■ Task statement
Recast the data below as a numbered list, one line per item, with blank lines omitted.

===============

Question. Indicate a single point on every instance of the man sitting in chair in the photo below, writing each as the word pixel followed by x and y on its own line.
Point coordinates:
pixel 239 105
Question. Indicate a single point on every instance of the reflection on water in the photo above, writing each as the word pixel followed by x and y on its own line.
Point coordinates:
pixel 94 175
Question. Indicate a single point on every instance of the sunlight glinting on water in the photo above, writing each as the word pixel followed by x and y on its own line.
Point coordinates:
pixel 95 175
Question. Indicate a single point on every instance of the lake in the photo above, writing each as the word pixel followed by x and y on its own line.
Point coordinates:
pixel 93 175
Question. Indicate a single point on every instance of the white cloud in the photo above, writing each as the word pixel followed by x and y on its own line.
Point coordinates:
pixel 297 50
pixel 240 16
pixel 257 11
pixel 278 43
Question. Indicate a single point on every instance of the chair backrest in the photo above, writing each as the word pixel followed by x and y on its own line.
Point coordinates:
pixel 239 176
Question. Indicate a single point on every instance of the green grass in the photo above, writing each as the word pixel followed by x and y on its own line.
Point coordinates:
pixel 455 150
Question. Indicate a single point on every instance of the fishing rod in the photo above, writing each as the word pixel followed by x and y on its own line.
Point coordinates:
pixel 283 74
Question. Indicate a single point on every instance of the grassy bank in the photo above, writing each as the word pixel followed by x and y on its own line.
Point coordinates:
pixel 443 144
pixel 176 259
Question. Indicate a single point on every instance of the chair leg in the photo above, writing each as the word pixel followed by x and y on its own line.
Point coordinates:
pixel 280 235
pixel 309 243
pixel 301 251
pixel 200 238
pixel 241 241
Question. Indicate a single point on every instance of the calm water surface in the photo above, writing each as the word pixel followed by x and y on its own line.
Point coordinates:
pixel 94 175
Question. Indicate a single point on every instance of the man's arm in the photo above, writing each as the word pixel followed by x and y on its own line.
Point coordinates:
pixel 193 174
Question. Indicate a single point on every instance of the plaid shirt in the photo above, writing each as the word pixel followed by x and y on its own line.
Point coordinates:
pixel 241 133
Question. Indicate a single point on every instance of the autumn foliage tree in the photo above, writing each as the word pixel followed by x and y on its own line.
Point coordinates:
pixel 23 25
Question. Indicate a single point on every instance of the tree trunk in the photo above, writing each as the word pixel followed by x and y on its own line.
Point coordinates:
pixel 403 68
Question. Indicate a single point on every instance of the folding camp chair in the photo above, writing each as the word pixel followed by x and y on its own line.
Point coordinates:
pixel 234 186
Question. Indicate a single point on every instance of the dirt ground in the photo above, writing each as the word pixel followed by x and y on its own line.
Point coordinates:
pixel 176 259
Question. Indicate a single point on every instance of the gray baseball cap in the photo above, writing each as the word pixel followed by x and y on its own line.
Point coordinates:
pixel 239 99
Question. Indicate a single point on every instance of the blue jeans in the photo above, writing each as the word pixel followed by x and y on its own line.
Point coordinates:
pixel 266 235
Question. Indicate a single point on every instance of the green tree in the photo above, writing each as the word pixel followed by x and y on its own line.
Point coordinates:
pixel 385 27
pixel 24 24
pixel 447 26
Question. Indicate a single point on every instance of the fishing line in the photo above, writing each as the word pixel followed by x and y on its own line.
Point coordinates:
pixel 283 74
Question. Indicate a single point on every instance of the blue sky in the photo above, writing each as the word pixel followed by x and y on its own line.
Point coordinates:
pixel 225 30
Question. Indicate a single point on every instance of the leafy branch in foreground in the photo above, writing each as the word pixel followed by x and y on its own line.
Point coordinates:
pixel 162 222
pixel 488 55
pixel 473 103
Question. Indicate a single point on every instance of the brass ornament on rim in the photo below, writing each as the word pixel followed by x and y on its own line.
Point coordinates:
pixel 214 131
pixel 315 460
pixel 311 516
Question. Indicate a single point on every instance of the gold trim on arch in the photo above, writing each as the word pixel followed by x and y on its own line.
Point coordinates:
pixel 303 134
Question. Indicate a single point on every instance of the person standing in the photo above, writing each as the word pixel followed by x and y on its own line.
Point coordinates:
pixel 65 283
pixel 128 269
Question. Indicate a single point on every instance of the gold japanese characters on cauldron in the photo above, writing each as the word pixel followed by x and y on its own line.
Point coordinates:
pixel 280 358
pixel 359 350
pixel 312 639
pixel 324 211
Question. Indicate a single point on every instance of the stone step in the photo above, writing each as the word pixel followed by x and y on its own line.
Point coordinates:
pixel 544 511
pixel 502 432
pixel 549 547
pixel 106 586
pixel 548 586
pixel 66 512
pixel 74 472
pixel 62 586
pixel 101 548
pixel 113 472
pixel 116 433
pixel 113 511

===============

■ Solved problem
1. Question. Indicate a single point on every instance of the man sitting in chair in the photo below, writing each as the word pixel followed by x and y on its own line.
2. Point coordinates:
3. pixel 239 105
4. Question. Indicate a single point on every instance of the reflection on water in the photo above, writing each as the word pixel followed by x and y on its own line.
5. Point coordinates:
6. pixel 94 175
7. Question. Indicate a single point on every instance of the sunlight glinting on water in the photo above, writing each as the word pixel followed by x and y on its own line.
8. Point coordinates:
9. pixel 95 175
10. Question. Indicate a single point on every instance of the lake in the photo above, writing each as the word pixel followed by x and y on its own line.
11. Point coordinates:
12. pixel 93 175
13. Question. Indicate a single point on every instance of the white cloud in the photo above, writing each as the word pixel followed by x and y on its own line.
14. Point coordinates:
15. pixel 297 50
16. pixel 240 16
17. pixel 257 11
18. pixel 278 43
19. Question. Indicate a single point on every instance of the chair backrest in the photo above, writing each as the word pixel followed by x and y on its own line.
20. Point coordinates:
21. pixel 239 176
22. Question. Indicate a single point on every instance of the green grass in the photo above, writing each as the word pixel followed by x and y on its own line.
23. Point coordinates:
24. pixel 455 150
25. Question. Indicate a single point on every instance of the fishing rod in the photo above, writing each as the word pixel followed by x and y on its own line.
26. Point coordinates:
27. pixel 283 74
28. Question. Indicate a single point on every instance of the grassy bank in the photo above, writing each as the word pixel followed by x and y on its own line.
29. Point coordinates:
30. pixel 443 144
31. pixel 176 259
32. Question. Indicate a single point on every instance of the chair leg in the photo above, writing each as the word pixel followed by x and y on its own line.
33. Point coordinates:
34. pixel 280 235
35. pixel 309 243
36. pixel 301 251
37. pixel 200 238
38. pixel 241 241
39. Question. Indicate a single point on every instance of the calm water surface in the photo above, writing each as the word pixel followed by x and y on its own line.
40. Point coordinates:
41. pixel 94 175
42. Question. Indicate a single point on every instance of the man's arm in the photo above, writing each as the word pixel followed by x and y on its own line.
43. Point coordinates:
44. pixel 193 174
45. Question. Indicate a single point on every instance of the plaid shirt in the photo above, writing each as the word pixel followed by x and y on its own line.
46. Point coordinates:
47. pixel 241 133
48. Question. Indicate a single point on every instance of the autumn foliage tree in the photo above, writing each as the word pixel followed by x and y on its own line.
49. Point coordinates:
50. pixel 23 25
51. Question. Indicate a single point on every instance of the tree trunk in the photo above, writing each as the word pixel followed by x and y on its own line.
52. Point coordinates:
53. pixel 403 68
54. Question. Indicate a single point on every instance of the folding camp chair in the photo above, writing each as the word pixel followed by x and y on its own line.
55. Point coordinates:
56. pixel 234 186
57. Question. Indicate a single point on every instance of the dirt ground in the photo above, writing each as the word pixel followed by x and y on its own line.
58. Point coordinates:
59. pixel 176 259
60. Question. Indicate a single point on every instance of the gray baseball cap in the photo above, writing each as the word pixel followed by x and y on its own line.
61. Point coordinates:
62. pixel 239 99
63. Question. Indicate a single point on every instance of the blue jeans in the photo above, writing each as the word pixel followed by x and y on its own line.
64. Point coordinates:
65. pixel 266 235
66. Question. Indicate a single point on every instance of the green tree in the photo above, writing each as the word pixel followed by x and y on its own line.
67. Point coordinates:
68. pixel 385 27
69. pixel 24 24
70. pixel 447 26
71. Question. Indicate a single point on every instance of the fishing line in the photo above, writing each as the word pixel followed by x and y on its own line.
72. Point coordinates:
73. pixel 283 74
74. Question. Indicate a single point on every instance of the blue sky in the photo above, writing each as the word pixel followed by x and y on its own line.
75. Point coordinates:
76. pixel 225 30
77. Question. Indicate a single point on every instance of the leafy branch in foreground in the photo above, writing each as the word pixel followed by x and y on its own line.
78. Point coordinates:
79. pixel 162 222
80. pixel 488 55
81. pixel 473 103
82. Question. Indicate a single point on every instance of the brass ornament on rim in the photo below, writing each as the word pixel followed by x and y on its own line.
83. Point coordinates:
84. pixel 214 131
85. pixel 315 460
86. pixel 311 516
87. Question. Indicate a single point on every instance of the gold trim on arch in the photo above, writing each as the word pixel followed by x and y on its own line.
88. Point coordinates:
89. pixel 303 134
90. Question. Indicate a single point on every instance of the person standing in the photo above, writing each as the word pixel followed by x and y on its own line.
91. Point coordinates:
92. pixel 65 283
93. pixel 128 269
94. Question. Indicate a single point on every instance of the gold japanese characters on cauldron in the photo above, writing each as the word pixel followed by x and y on its own line.
95. Point coordinates:
96. pixel 280 358
97. pixel 359 350
98. pixel 312 639
99. pixel 324 211
100. Question. Indicate a single point on every instance of the stone step in the photo above, writing each as the word pixel followed by x and y on its own line.
101. Point coordinates:
102. pixel 544 511
103. pixel 502 432
104. pixel 549 547
105. pixel 106 586
106. pixel 548 586
107. pixel 66 512
108. pixel 74 472
109. pixel 62 586
110. pixel 101 548
111. pixel 113 472
112. pixel 116 433
113. pixel 113 511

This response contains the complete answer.